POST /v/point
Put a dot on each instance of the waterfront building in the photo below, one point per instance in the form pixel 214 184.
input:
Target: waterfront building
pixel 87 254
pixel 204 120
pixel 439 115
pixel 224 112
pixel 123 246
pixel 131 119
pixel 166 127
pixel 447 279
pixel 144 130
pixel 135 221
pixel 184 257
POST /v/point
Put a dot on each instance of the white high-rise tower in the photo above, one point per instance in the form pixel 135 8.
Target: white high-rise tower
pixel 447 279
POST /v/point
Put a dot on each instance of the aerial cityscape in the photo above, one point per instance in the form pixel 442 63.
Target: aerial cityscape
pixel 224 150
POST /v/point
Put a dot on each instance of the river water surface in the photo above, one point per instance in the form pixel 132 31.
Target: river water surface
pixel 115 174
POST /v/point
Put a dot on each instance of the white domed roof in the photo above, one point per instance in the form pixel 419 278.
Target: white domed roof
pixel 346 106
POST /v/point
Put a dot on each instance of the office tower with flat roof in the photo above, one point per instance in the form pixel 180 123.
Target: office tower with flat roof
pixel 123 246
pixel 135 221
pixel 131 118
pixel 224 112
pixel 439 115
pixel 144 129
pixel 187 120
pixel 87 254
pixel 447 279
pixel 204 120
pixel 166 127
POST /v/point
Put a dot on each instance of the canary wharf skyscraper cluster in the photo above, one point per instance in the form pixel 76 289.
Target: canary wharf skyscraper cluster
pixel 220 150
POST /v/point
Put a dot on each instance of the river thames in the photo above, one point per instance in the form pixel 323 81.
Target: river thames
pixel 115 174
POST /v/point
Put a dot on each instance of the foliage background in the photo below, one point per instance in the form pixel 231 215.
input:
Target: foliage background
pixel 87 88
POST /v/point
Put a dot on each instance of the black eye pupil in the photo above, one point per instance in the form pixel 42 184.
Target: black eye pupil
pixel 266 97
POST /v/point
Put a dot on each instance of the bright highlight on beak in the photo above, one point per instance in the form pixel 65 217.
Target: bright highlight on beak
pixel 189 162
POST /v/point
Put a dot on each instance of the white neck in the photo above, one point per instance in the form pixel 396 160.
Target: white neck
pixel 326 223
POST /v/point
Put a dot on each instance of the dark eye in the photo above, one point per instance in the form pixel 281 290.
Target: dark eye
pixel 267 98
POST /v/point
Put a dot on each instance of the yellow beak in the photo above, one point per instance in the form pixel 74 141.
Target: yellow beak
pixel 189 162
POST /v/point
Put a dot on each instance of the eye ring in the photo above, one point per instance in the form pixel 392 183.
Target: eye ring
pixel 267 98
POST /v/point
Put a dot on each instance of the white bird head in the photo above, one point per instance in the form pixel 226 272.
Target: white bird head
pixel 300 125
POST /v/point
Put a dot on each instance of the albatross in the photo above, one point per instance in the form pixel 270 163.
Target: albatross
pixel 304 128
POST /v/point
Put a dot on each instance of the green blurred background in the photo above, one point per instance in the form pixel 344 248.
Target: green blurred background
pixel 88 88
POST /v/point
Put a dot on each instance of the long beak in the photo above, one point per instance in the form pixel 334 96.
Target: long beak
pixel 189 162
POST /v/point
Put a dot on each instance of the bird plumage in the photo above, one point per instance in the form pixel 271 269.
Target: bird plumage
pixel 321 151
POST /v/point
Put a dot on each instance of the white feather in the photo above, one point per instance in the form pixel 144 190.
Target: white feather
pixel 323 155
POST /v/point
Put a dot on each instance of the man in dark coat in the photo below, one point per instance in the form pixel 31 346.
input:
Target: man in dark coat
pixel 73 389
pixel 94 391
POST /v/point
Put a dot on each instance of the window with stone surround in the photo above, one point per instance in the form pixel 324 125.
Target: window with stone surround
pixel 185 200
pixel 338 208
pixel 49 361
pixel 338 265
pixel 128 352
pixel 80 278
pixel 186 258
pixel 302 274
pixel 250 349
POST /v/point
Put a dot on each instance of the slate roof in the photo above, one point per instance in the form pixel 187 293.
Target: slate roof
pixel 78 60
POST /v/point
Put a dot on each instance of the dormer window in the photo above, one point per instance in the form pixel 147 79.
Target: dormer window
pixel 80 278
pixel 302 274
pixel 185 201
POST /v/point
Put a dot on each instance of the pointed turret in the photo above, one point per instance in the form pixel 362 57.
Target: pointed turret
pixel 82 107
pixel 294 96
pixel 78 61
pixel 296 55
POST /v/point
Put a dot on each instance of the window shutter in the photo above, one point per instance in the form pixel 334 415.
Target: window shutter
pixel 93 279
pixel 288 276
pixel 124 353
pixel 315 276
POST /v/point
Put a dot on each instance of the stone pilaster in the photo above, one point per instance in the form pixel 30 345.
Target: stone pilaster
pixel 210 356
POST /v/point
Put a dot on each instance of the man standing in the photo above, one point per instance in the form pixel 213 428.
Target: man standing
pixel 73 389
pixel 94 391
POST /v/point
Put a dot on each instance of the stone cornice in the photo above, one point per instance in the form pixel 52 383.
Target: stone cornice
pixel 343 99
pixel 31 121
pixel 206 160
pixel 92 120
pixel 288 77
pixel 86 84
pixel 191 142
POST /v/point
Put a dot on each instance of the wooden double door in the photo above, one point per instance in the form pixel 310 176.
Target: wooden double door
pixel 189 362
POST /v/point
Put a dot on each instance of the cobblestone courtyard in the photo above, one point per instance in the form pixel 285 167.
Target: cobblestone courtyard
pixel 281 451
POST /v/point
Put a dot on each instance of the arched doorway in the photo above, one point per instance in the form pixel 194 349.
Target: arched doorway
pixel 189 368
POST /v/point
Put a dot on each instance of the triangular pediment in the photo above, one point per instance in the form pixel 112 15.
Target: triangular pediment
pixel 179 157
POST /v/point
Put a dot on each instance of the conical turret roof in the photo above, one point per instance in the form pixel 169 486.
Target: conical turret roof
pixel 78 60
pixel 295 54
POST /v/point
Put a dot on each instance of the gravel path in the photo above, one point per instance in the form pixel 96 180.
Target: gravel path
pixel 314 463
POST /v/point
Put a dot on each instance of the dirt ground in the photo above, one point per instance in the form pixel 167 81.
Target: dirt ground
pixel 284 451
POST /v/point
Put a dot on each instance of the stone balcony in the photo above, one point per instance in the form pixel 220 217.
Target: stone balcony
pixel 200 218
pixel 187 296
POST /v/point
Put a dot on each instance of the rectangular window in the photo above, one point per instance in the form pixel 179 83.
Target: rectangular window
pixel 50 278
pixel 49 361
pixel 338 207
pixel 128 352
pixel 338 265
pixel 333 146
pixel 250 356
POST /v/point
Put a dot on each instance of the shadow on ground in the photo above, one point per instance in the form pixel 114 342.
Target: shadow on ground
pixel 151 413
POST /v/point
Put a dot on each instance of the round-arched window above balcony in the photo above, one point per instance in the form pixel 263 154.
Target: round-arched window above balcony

Brief:
Extract everything from the first line of the listing above down to the line containing "pixel 184 257", including both ends. Reproduce each line unchanged.

Output below:
POST /v/point
Put a dot on each instance of the waterfront building in the photo below, one point per instance in the form pixel 214 184.
input:
Target: waterfront building
pixel 87 254
pixel 204 120
pixel 439 115
pixel 224 112
pixel 123 246
pixel 131 119
pixel 166 127
pixel 447 279
pixel 144 130
pixel 135 221
pixel 184 257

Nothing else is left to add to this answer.